What you are asked to do
With all pictures omitted, return verbatim the lines from the beginning of the records below through the line containing "Scan for rusty metal hand truck.".

(Saved entries)
==*==
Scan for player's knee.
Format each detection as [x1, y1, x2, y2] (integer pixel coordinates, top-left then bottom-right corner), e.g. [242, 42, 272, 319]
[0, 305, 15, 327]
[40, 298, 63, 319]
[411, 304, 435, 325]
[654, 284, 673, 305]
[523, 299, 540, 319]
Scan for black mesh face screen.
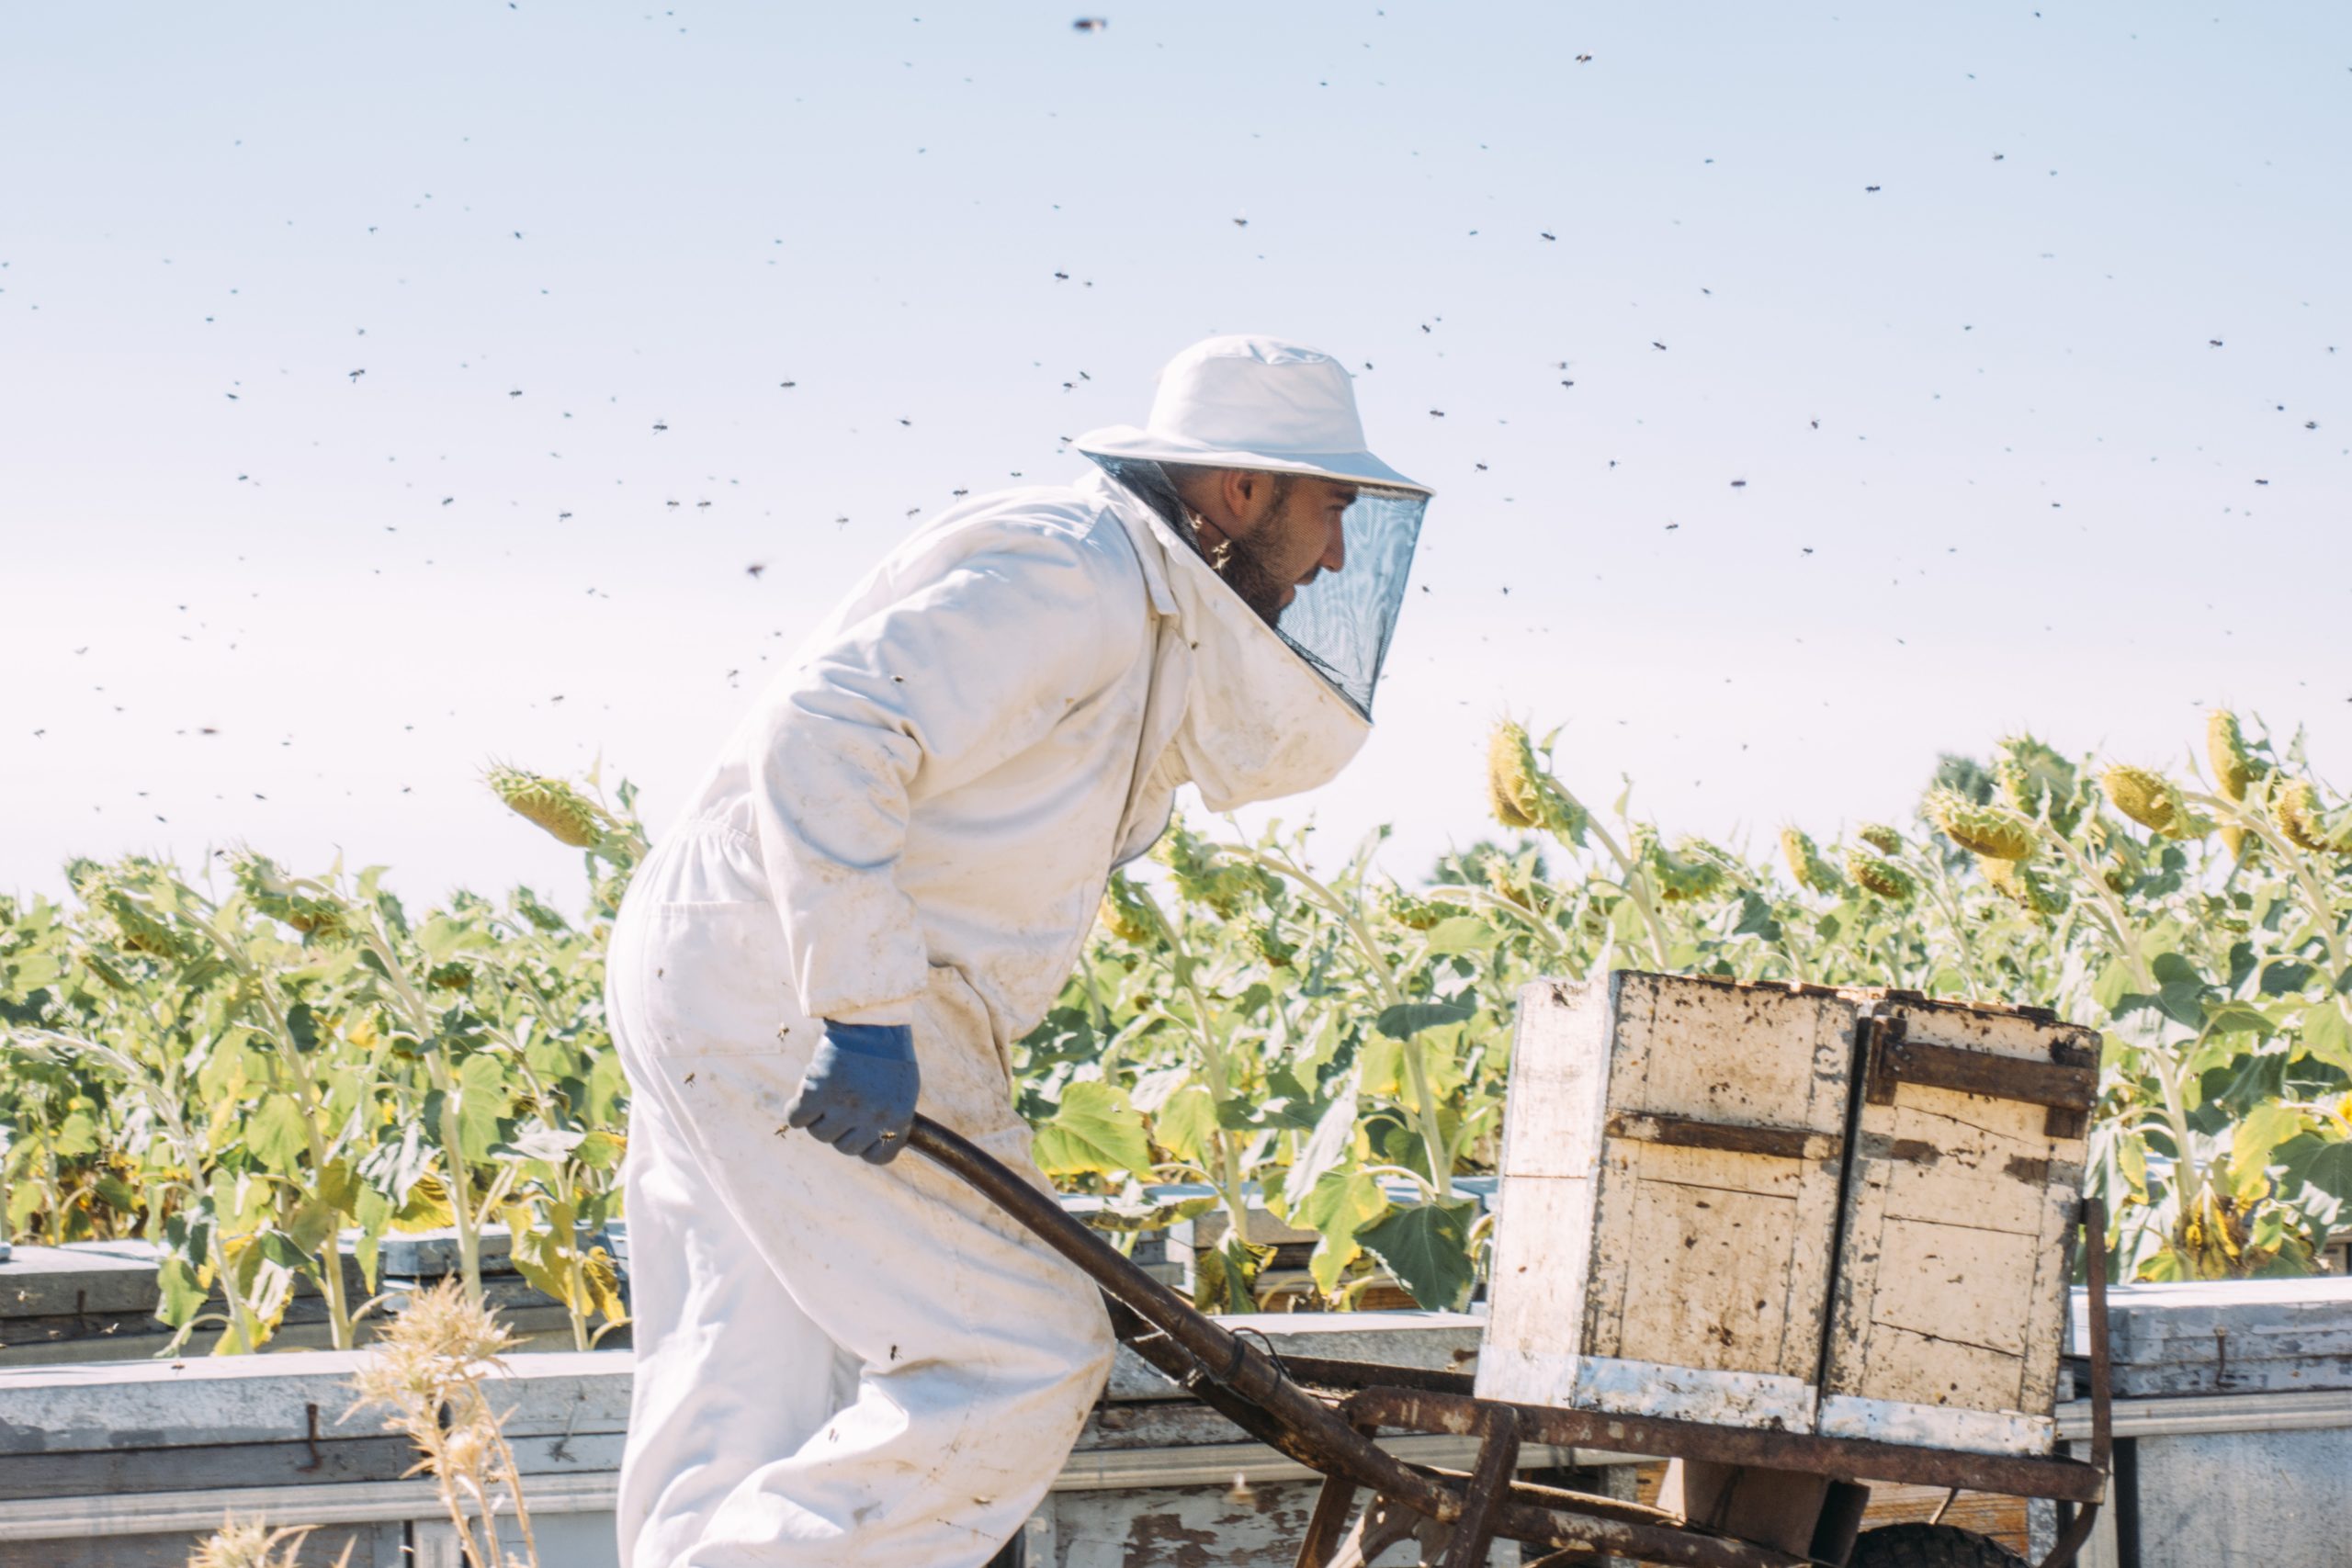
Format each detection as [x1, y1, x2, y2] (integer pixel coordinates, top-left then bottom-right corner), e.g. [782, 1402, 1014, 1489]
[1089, 455, 1428, 722]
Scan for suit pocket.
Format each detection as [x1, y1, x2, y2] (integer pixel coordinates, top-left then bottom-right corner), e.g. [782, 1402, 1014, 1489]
[635, 901, 812, 1058]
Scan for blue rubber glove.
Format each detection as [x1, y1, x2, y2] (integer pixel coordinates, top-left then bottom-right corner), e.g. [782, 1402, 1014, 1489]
[786, 1021, 921, 1165]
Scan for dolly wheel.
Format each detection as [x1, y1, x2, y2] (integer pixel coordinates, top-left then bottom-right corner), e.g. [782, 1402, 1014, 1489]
[1847, 1523, 2028, 1568]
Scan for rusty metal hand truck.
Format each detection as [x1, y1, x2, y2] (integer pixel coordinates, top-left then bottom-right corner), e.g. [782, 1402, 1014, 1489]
[907, 1114, 2111, 1568]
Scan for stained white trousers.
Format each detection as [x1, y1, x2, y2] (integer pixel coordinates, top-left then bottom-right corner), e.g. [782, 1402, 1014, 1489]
[609, 824, 1115, 1568]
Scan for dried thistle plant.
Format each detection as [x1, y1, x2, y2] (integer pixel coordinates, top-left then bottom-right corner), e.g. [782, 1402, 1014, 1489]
[345, 1279, 539, 1568]
[187, 1517, 353, 1568]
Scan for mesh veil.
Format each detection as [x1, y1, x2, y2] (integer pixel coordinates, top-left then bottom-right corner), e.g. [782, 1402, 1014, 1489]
[1088, 455, 1427, 722]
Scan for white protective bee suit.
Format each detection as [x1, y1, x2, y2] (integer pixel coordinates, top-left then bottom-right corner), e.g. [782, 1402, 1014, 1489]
[607, 335, 1431, 1567]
==*==
Answer below
Scan for player's knee.
Format each detection as [x1, y1, x2, y2] (integer pixel coordinates, top-left then bottom-right corner), e.g. [242, 42, 272, 319]
[0, 305, 15, 327]
[40, 298, 63, 319]
[411, 304, 435, 325]
[654, 284, 673, 305]
[523, 299, 540, 319]
Scan for black mesh face screen.
Format each detection as [x1, y1, x2, y2] (integer pixel coordinates, top-left then bottom-right corner), e.g. [782, 1402, 1014, 1489]
[1089, 455, 1428, 722]
Scan for suit pocket.
Format each detection as [x1, y1, x2, y2] (integer pixel coordinates, top-left then bottom-right corner), e.g. [782, 1402, 1014, 1489]
[635, 901, 812, 1058]
Scan for blue rubber glove.
Format each detection as [x1, y1, x2, y2] (integer pixel coordinates, top-left then bottom-right corner), e.g. [782, 1402, 1014, 1489]
[786, 1021, 921, 1165]
Scan for dolly wheel.
Format each detection as [x1, y1, x2, y2] (integer pixel coordinates, top-left then bottom-right corner), e.g. [782, 1402, 1014, 1489]
[1847, 1523, 2028, 1568]
Scan for rusty metal hand truck.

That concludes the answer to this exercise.